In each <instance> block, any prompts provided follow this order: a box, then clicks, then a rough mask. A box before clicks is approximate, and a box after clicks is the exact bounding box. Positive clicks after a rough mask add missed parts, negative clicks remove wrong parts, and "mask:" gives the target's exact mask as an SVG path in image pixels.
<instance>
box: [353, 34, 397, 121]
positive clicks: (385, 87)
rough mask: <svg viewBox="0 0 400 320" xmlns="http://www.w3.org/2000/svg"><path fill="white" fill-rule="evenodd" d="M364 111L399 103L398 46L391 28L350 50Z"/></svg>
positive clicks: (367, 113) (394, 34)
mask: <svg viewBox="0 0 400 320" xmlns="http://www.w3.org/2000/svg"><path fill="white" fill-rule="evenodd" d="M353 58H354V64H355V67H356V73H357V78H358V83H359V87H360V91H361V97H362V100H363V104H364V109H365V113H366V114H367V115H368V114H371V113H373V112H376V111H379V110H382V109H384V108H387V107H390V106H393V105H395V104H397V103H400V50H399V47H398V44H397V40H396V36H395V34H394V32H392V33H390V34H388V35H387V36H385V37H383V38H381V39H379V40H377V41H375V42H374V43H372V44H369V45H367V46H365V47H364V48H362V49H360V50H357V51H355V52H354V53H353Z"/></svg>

_____

* Aim of the exercise:
Please reproduce the material above verbatim, starting at its first line and ending at the line containing "box: [353, 34, 397, 121]", with that line included.

* Your solution:
In each <instance> block, any prompts provided follow this order: a box, then clicks, then a rough mask. A box before clicks is approximate, and a box after clicks is the exact bounding box. Positive clicks after a rough mask add missed parts, negative clicks remove wrong parts, and "mask:" gives the target's exact mask as an SVG path in image pixels.
<instance>
box: [353, 34, 397, 121]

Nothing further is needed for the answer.